**YOUR TASK**
Reproduce the lines below in full, substituting "a single marker each" for "one pin apiece" wherever it occurs and leaving all other text unchanged.

▬▬▬▬▬▬

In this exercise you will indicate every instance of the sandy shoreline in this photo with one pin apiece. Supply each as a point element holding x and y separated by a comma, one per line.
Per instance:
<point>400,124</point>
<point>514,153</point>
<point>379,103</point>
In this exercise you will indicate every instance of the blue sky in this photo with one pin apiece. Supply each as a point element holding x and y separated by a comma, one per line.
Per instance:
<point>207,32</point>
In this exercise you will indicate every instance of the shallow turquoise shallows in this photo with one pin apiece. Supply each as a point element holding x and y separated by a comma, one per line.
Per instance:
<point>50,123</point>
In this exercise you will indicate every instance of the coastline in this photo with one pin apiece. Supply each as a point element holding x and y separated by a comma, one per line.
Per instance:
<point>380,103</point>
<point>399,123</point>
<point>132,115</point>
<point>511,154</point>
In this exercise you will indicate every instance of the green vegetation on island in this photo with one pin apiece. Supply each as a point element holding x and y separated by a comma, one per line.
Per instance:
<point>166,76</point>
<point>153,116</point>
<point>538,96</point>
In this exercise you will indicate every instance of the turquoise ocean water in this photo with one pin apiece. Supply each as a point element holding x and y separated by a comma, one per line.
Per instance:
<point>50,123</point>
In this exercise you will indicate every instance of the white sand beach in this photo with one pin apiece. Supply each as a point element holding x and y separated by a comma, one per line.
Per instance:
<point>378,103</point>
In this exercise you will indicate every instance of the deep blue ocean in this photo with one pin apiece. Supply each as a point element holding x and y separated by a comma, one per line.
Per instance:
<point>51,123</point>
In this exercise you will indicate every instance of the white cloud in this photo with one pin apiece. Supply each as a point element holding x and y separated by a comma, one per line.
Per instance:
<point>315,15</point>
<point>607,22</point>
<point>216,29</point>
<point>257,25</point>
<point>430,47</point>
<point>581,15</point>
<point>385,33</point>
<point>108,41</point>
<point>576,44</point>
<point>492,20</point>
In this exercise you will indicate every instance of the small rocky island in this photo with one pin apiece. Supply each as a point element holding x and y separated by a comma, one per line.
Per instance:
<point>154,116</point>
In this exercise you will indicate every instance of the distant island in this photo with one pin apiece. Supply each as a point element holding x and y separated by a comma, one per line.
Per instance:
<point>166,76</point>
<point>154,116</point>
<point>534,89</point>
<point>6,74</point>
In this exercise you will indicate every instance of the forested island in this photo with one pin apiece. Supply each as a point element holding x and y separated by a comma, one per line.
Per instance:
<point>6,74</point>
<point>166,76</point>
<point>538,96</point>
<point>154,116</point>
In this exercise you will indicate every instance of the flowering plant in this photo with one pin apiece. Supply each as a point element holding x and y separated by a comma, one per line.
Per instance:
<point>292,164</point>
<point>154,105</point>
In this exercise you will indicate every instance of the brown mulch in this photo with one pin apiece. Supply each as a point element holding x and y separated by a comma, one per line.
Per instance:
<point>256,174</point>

▬▬▬▬▬▬

**SOLUTION BELOW**
In this exercise you will indicate every instance of the sandy shoreline in this photo with a single marker each. Supply each as a point element holding x and y separated by a comma, one per line.
Per instance:
<point>400,124</point>
<point>514,153</point>
<point>379,103</point>
In this exercise you will indicate every instance of the blue sky in this photo with a single marker each. Supply each as a point element holding x and y separated by a comma, one per line.
Per instance:
<point>207,32</point>
In this exercise you will indicate every instance of the shallow turquoise shallows in this photo with a single marker each. Supply each as a point element holding x and y separated by a comma, one per line.
Per instance:
<point>50,123</point>
In this exercise you will indicate every instance of the coastline in this photo with a single marker each. Supply each as a point element holding x and y separated by a comma, one per line.
Per instance:
<point>380,103</point>
<point>399,123</point>
<point>132,115</point>
<point>511,154</point>
In this exercise you will indicate every instance of the green vegetation on island in this photo with a single marker each. Supply each as a point element holding x and y separated by a comma, one per line.
Per instance:
<point>166,76</point>
<point>153,116</point>
<point>538,96</point>
In this exercise you will indicate every instance of the turquoise ocean water in this photo with a single marker each. Supply each as a point element holding x and y separated by a comma, one per line.
Per instance:
<point>50,123</point>
In this exercise you will indicate every instance of the white sand beach in this photo with a single marker each. Supply each as a point element holding x and y separated by a comma, one per line.
Per instance:
<point>378,103</point>
In this exercise you will indicate every instance of the deep blue ocean in this photo with a single marker each. Supply each as a point element holding x and y separated by a comma, one per line.
Per instance:
<point>51,123</point>
In this exercise you will indicate every instance of the white cloud in this photo with a single marker each. Supply each as a point element holding x and y separated by a comma, one per line.
Per instance:
<point>315,15</point>
<point>607,22</point>
<point>216,29</point>
<point>257,25</point>
<point>430,47</point>
<point>581,15</point>
<point>385,33</point>
<point>108,41</point>
<point>576,44</point>
<point>492,20</point>
In this exercise you will indicate every instance of the small rocky island in this photo with a single marker each. Supply each as a point element holding x and y separated by a comma, one per line.
Per instance:
<point>154,116</point>
In this exercise you will indicate every instance of the distant island in this photo with a single marker each. Supply each as a point element holding x and y separated by a comma, one per line.
Per instance:
<point>166,76</point>
<point>154,116</point>
<point>534,89</point>
<point>6,74</point>
In this exercise you will indicate every instance of the forested island in this photo with a single marker each. Supply each as a point element holding x and y separated by a comma, one per line.
Per instance:
<point>6,74</point>
<point>166,76</point>
<point>538,96</point>
<point>154,116</point>
In this exercise you will indicate every instance of the flowering plant in this photo with a single marker each. Supply each as a point element holding x and y separated by a comma, one per line.
Per instance:
<point>292,164</point>
<point>154,105</point>
In this exercise you will indicate every instance of the brown mulch in this photo with a single marker each. Supply each as a point element holding x and y separated by a comma, one per line.
Per instance:
<point>256,174</point>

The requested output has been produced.